To be done:
List every line in the listing below that contains the word "vinyl". Case counts.
#### Material shown ####
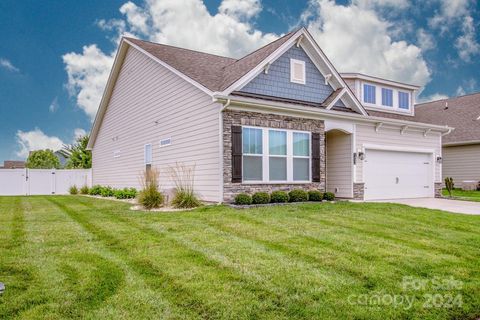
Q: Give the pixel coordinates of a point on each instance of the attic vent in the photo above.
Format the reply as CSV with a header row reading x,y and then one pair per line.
x,y
297,71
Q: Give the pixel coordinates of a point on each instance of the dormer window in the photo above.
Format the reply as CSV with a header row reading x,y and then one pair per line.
x,y
387,97
403,100
297,71
369,93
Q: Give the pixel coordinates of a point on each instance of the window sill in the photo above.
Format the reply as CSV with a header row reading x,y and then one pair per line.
x,y
273,182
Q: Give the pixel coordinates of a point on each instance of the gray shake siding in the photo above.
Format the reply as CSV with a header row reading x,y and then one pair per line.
x,y
237,118
150,103
277,83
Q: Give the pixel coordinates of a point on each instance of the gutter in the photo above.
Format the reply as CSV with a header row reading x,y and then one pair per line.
x,y
308,111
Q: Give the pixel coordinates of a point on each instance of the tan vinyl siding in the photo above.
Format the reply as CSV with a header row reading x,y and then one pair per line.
x,y
462,163
391,137
339,164
150,103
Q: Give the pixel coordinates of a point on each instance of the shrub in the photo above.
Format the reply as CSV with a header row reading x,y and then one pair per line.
x,y
260,198
126,193
84,190
329,196
243,199
298,195
107,192
150,197
279,197
315,195
95,190
184,196
73,189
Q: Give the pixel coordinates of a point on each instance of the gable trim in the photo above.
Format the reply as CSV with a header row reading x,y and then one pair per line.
x,y
112,79
303,39
172,69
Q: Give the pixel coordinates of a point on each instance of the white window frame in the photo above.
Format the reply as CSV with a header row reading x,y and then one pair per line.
x,y
145,153
165,145
378,105
266,156
294,62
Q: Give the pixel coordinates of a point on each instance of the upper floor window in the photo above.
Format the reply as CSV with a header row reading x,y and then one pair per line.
x,y
403,100
369,93
297,71
387,97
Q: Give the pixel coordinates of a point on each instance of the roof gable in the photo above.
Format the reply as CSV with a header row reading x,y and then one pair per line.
x,y
276,82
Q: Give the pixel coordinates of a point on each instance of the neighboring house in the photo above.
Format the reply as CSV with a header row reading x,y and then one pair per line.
x,y
279,118
461,148
13,164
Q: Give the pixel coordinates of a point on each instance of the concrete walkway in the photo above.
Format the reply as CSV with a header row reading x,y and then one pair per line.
x,y
456,206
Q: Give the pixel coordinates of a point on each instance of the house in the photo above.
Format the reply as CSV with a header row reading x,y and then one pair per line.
x,y
461,148
13,164
280,118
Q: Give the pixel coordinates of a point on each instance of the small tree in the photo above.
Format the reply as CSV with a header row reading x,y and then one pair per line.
x,y
78,155
449,185
42,159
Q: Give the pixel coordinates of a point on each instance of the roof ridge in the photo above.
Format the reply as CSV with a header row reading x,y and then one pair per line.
x,y
181,48
450,98
267,44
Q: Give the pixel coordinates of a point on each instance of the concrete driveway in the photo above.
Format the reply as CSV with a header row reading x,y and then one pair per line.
x,y
456,206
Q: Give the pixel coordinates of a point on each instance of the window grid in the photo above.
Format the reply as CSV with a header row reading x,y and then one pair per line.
x,y
387,97
369,93
266,155
403,100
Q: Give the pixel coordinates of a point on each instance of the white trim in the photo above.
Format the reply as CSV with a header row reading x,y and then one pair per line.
x,y
304,111
300,63
396,148
289,156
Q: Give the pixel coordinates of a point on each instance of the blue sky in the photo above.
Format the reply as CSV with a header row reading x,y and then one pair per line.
x,y
55,55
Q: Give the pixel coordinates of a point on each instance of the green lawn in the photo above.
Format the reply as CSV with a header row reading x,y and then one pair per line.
x,y
463,195
78,257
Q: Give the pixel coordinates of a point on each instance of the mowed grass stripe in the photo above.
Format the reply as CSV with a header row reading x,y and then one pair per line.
x,y
263,301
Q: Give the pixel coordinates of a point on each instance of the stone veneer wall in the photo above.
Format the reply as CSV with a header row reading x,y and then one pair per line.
x,y
358,190
438,189
269,121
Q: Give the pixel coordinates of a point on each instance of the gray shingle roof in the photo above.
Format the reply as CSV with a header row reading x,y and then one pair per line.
x,y
214,72
462,114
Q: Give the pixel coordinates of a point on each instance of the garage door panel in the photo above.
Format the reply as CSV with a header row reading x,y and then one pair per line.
x,y
395,174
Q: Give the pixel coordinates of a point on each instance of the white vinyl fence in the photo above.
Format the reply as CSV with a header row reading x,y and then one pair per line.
x,y
15,182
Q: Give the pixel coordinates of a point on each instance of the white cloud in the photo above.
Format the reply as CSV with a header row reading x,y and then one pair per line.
x,y
450,11
87,75
433,97
467,44
53,107
36,140
242,9
389,4
425,40
7,65
468,86
357,39
183,23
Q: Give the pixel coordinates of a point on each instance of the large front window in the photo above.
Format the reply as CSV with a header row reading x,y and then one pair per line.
x,y
275,155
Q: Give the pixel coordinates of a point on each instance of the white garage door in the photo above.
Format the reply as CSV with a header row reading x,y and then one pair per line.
x,y
395,175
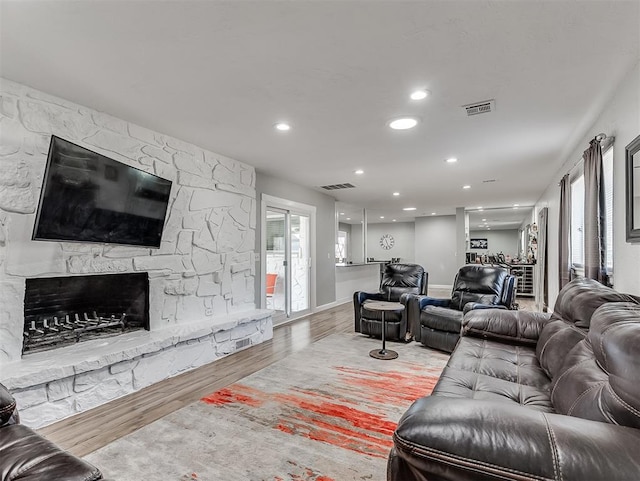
####
Task result:
Q: Give the pixel coordinates of a point on each instance of the tan vinyl siding in the photo above.
Q: Give the pixel coordinates of a point on each instance of the white vinyl fence in the photo above.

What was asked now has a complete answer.